───── Dataset extract

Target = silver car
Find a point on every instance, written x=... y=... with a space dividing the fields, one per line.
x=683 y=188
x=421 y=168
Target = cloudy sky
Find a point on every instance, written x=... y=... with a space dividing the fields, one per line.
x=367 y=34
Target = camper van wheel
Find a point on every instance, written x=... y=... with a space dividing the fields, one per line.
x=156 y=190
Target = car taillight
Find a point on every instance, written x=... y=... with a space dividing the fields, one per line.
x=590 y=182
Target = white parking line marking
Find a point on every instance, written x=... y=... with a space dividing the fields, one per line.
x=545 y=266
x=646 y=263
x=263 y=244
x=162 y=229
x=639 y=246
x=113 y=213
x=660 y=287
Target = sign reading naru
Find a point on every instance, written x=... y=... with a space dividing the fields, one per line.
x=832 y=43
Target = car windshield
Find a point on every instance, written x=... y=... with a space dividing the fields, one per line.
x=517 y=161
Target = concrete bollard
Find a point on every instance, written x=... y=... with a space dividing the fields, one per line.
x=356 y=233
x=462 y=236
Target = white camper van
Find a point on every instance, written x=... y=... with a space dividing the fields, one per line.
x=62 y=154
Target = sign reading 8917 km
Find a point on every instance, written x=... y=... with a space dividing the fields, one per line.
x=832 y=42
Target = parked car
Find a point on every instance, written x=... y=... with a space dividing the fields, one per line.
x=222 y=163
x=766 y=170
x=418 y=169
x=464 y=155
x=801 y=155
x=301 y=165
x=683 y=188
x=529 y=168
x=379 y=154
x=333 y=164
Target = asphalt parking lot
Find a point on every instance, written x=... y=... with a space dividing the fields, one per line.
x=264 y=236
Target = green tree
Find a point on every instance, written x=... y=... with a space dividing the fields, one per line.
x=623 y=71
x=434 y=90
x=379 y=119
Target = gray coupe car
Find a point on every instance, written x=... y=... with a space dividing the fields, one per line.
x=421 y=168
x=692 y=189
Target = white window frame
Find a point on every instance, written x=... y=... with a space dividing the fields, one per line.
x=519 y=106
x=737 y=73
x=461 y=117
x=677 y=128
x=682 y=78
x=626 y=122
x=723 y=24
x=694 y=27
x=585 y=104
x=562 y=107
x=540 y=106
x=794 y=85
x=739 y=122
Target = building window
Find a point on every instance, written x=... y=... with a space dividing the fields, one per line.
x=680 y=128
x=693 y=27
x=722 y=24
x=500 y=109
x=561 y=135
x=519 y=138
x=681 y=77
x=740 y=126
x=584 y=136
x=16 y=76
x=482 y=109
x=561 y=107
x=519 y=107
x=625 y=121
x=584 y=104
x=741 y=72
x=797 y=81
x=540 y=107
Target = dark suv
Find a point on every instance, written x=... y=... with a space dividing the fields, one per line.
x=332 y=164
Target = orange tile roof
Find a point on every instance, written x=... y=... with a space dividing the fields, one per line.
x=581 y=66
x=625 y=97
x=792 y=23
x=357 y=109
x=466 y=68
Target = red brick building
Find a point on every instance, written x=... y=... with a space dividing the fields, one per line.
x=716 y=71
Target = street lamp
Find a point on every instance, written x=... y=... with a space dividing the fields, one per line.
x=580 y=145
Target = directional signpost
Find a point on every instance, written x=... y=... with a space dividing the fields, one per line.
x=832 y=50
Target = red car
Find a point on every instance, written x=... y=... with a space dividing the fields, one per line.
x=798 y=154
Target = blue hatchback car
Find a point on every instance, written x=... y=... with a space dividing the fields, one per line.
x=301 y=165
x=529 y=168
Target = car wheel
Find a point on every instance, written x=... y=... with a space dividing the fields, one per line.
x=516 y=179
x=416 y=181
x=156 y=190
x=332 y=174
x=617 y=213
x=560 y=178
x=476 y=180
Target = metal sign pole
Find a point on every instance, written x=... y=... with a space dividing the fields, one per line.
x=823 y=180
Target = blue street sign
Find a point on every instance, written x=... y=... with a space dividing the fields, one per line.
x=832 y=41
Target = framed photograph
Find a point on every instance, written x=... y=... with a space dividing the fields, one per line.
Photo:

──────────

*Stated exercise*
Rewrite the data above with each "Target" replaced by "Object", keeping every other part unchanged.

*Task response*
Object = silver car
Find a point on every instance, written x=... y=... with a space dividing the fields, one per line.
x=683 y=188
x=421 y=168
Object = cloudy sky
Find a point on every instance, written x=... y=... with a space dividing the fields, one per line.
x=367 y=34
Object = camper van wheel
Find a point on every instance, written x=... y=... with a space dividing the fields, one per line.
x=156 y=190
Object = car taillight
Find a point on every instance, written x=... y=... with a space dividing the fields, one per line.
x=590 y=182
Object = white parking line marking
Find a point on every instance, written x=... y=... with a space dividing the fields, one per line.
x=545 y=266
x=646 y=263
x=263 y=244
x=162 y=229
x=639 y=246
x=113 y=213
x=660 y=287
Object = sign reading naru
Find a point on every instance, written x=... y=... with a space dividing the fields, one per line.
x=832 y=43
Object = car windshield
Find a point on every instance, written x=... y=... with a space dividing the fields, one per line.
x=517 y=161
Object = concrete bollard
Find a point on every instance, written x=... y=... with a space dividing the fields, one per line.
x=356 y=233
x=462 y=236
Object = white camper van
Find a point on every instance, written x=... y=... with a space dividing the fields, one per line.
x=62 y=154
Object = sign reading 8917 km
Find a point on every instance, written x=... y=... with a space dividing the fields, one per line.
x=832 y=42
Object = parked car
Find a point on every instance, written x=... y=... with a space dividing the fields, one per line.
x=222 y=163
x=766 y=170
x=418 y=169
x=464 y=155
x=801 y=155
x=301 y=165
x=683 y=188
x=529 y=168
x=379 y=154
x=333 y=164
Object = asphalt parking lot
Find a point on every instance, written x=... y=... with a space dividing the fields, one per line.
x=264 y=236
Object = green tree
Find a point on every instance, written x=... y=... with a space dividing the fields, one per line.
x=623 y=71
x=434 y=90
x=379 y=119
Object = gray coupe car
Find a point on every instance, written x=... y=... with a space dividing the fields, one per line.
x=421 y=168
x=692 y=189
Object = white window frame
Find a point on every instance, written x=... y=... with a space dividing the fields, one per line.
x=519 y=106
x=737 y=73
x=461 y=117
x=677 y=128
x=682 y=78
x=626 y=122
x=723 y=24
x=694 y=27
x=585 y=104
x=562 y=107
x=540 y=106
x=794 y=85
x=739 y=122
Object = building window
Find a point on every instance, written x=... y=... with a space dividing the fields, one per line.
x=680 y=128
x=693 y=27
x=722 y=24
x=500 y=109
x=561 y=135
x=519 y=138
x=681 y=77
x=740 y=126
x=584 y=136
x=16 y=76
x=482 y=109
x=561 y=107
x=519 y=107
x=625 y=121
x=584 y=104
x=741 y=72
x=797 y=81
x=540 y=107
Object = dark suv
Find a point on every instance, written x=... y=... with a space dividing the fields, one per line.
x=332 y=164
Object = orange tile roof
Find a point on every instance, written x=... y=... with a space dividing the fields, one per line.
x=581 y=66
x=625 y=97
x=792 y=23
x=357 y=109
x=466 y=68
Object = red brick building
Find a point on every instance, written x=... y=... with a space dividing the fields, one per line.
x=716 y=71
Object = street lamp
Find a point on every instance, written x=... y=... with a space dividing the fields, one per line.
x=580 y=145
Object = directional signpost
Find a point on every instance, written x=... y=... with a space dividing the fields, one per line.
x=832 y=50
Object = red car
Find a point on every instance, written x=... y=... with a space dividing the fields, one per line.
x=798 y=154
Object = blue hatchback car
Find a point on every instance, written x=... y=... with a space dividing the fields, one per line.
x=301 y=165
x=529 y=168
Object = car wheel
Find a point on every instance, written x=... y=... with a space dividing the fields, one per line.
x=516 y=179
x=416 y=181
x=156 y=190
x=332 y=174
x=617 y=213
x=560 y=178
x=476 y=180
Object = metal sign pole
Find a point on every instance, written x=... y=... with a space dividing the fields, one per line.
x=823 y=180
Object = blue street sign
Find a point on every instance, written x=... y=... with a space dividing the fields, one per line.
x=832 y=41
Object = framed photograph
Find a point on every instance, written x=... y=... with a space dividing the fields, one per line.
Photo:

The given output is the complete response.